» **Problem 1**: In the passage on the pre-sentence Restorative Justice program, what proportion of offenders who pleaded guilty took part?
» **Problem 2**: Write the next part of the passage on the pre-sentence Restorative Justice program, starting after its last sentence.

» **Text for analysis**:
^^^^

The programme was designed to assess whether:
pre-sentence Restorative Justice was attractive to victims
was useful to sentencers
could be delivered on the ground by volunteer facilitators
was logistically possible without derailing existing CJS processes and procedures
The answer to all of these questions was yes.
Take up by victims was high with over 50% of those contacted interested to learn more. Once interested victims met with a trained facilitator, take up averaged 65%.
Take up by offenders who pleaded guilty was very high – over 95%.
Victim satisfaction was very high – over 90% said they would recommend Restorative Justice to other victims, and many made the point that not only did they get answers to questions, which would not otherwise have been asked of the offender, but that they felt involved in their case rather than just being a “bystander."
Impact on offenders was significant, and included positive behaviour changes reported by prisons, recommendations to fellow inmates to participate, and also two known cases of family reintegration.
Sentencers stated that they found the reports to court useful, in particular because they provided an opportunity to hear the victims’ views.
There was almost universal support from CJS agencies & partners at every site. All reported minimal impact on their workloads.

^^^^

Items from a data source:

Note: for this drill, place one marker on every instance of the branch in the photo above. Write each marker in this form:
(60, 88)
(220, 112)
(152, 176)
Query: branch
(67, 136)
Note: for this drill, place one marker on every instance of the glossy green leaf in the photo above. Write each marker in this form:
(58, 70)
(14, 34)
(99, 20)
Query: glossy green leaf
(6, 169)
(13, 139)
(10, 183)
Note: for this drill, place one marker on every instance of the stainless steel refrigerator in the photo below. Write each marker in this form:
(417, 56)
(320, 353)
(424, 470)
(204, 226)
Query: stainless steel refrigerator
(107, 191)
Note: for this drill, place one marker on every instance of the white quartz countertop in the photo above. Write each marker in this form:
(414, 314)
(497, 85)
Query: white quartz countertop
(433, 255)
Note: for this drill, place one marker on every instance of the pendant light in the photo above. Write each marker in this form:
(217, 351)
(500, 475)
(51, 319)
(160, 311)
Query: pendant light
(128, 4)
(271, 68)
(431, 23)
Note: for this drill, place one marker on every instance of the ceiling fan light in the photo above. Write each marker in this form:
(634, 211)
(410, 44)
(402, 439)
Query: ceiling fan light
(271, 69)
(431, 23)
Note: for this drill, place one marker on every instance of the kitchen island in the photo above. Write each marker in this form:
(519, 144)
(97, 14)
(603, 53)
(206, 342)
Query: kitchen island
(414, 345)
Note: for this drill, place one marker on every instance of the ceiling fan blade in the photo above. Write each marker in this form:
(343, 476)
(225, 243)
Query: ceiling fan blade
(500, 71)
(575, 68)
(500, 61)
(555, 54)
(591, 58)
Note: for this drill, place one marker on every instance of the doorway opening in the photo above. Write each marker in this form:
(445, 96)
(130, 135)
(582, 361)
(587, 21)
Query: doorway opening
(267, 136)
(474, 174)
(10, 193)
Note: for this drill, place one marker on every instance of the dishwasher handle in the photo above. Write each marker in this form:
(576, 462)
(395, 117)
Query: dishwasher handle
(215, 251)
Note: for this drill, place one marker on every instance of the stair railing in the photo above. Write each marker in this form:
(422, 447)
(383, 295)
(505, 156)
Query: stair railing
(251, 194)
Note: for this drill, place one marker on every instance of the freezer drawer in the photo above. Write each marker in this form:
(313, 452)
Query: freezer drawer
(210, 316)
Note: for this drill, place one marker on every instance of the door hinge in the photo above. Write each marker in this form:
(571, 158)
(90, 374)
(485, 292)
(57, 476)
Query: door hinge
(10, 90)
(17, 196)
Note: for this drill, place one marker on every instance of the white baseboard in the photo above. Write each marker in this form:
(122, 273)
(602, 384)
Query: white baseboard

^^^^

» **Answer box 1**: Over 95%.

» **Answer box 2**:
Restorative Solutions CIC has worked with Police Forces and other employers to introduce Restorative Approaches into their complaints handling procedures.
In Bristol, for example, Avon and Somerset Police introduced a comprehensive Restorative Approaches offer to complainants when dealing with complaints suitable for 'Local Resolution'. This provides a proportionate response to such complaints, resulting in higher levels of satisfaction amongst complainants, whilst at the same time, providing an opportunity for staff to explain face to face with complainants, the reasons behind the action taken.
Such an approach to complaints handling allows for those members of staff complained about, to face their complainant and to subsequently reflect upon the situation that gave rise to the complaint - a powerful tool in enhancing the quality of service delivery to the public, especially within public sector organisations. Restorative Solutions CIC are able to provide a bespoke package to employers wanting to develop this area of their activity.
National Offender Management Service Capacity Building
The NOMS programme ran from January 2011 and closed in March 2015 to improve the capacity of the prison and probation services to deliver Restorative Justice - especially post-sentence victim / offender conferences in cases of serious violent and acquisitive crime.
Over 800 staff - including significant numbers from police and voluntary sector - were trained as facilitators, and foundation level awareness training was provided for several hundred more. Some facilitators were provided with further support by Restorative Solutions and became trainers, case supervisor, and accredited practitioners.
Restorative Solutions cooperated with the Thames Valley Partnership on elements of the programme, including management support for prisons and probation areas, with two key outputs being produced:
A comprehensive guide to establishing an Restorative Justice scheme - Wait 'til Eight.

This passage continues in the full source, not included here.